**TEXT BLOCK**
····················

Investment Opportunities

The Era of Upcoming IPOs Continues to Surge in 2019

There are many historic periods dating the stock market – some good, some bad. The dot-com bubble. The Roaring ’20s. The Great Recession. Right now, we’re in the middle of yet another epoch: the age of unicorn IPOs.

This exemplary period in stock market history is aptly-named for the slew of upcoming IPOs that have investors clamoring. A surge of venture-backed, game-changing companies have already made their way to the public markets. Their subsequent success fueled even more IPOs. The result? Company after company has gone public, with still more lining up to offer shares.

····················

**SUPPLIED MATERIAL**
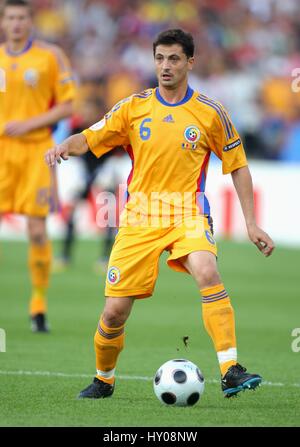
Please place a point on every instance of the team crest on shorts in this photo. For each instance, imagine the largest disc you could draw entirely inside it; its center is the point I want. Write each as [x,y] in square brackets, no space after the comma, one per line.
[31,77]
[209,237]
[113,275]
[192,135]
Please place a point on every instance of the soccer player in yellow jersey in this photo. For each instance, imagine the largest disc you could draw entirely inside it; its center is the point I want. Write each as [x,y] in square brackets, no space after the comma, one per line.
[169,133]
[36,91]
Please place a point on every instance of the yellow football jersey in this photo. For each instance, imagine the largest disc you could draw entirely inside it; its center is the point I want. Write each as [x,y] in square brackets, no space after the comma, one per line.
[32,81]
[170,146]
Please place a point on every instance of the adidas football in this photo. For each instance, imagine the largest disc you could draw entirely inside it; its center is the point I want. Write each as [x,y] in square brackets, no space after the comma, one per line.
[178,382]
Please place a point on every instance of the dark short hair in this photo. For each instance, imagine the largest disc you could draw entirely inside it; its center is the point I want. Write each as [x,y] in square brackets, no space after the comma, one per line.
[25,3]
[176,36]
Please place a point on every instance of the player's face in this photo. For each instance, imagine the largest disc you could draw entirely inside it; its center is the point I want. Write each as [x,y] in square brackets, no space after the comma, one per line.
[172,65]
[16,23]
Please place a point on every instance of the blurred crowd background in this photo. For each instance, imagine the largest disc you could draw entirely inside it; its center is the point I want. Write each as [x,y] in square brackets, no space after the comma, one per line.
[246,51]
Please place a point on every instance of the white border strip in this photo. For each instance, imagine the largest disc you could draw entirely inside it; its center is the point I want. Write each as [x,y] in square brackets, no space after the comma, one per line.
[121,377]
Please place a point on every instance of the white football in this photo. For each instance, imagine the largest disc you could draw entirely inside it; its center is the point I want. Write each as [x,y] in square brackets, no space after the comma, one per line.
[178,382]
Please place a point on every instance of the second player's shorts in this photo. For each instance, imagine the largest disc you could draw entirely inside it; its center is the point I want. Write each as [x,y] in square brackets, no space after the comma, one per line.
[26,185]
[133,264]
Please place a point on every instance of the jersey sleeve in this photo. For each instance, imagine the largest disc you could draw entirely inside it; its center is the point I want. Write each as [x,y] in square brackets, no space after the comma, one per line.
[111,131]
[64,86]
[226,143]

····················

**EXERCISE INSTRUCTIONS**
**a)** In the text on upcoming IPOs, what name is given to the present epoch in stock market history?
**b)** Extend the text on upcoming IPOs, beginning after its final sentence.
The records bear no relation to the text on upcoming IPOs.

**EXERCISE ANSWERS**
**a)** The age of unicorn IPOs.

**b)**
These aren’t no-name companies, either. The reason IPOs are booming is because some of the biggest, most popular companies are going public. It’s an unprecedented time in the public markets. Investors are rightfully excited. They’ve seen the success of mega companies like Amazon (Nasdaq: AMZN) and Netflix (Nasdaq: NFLX) – that, only a decade ago, were small startups themselves. Now, they’re embracing the potential for growth in the next wave of innovative companies.

2019 Has Already Been Historic

Not too many companies go public each year. Usually, there’s one or two big IPOs, followed by a few small cap companies or microcaps with middling potential. These new IPOs tend to fall under the radar at first. After a few quarterly reports, they’re either picked up by cautious investors or left to float. A few more are acquired not long after their IPO.

2019 has been a game-changing year for the status quo. Not only have there been a slew of recent IPO stocks, these are companies with $10 billion to $100 billion market caps. More importantly, demand for them has been unprecedented. These new IPOs aren’t treading water – they’re popping at two or even three times their listing price inside of a week. Take Beyond Meat (Nasdaq: BYND), for example. The stock listed at an IPO price of $25 in May 2019, skyrocketing to almost $235 by the end of July 2019.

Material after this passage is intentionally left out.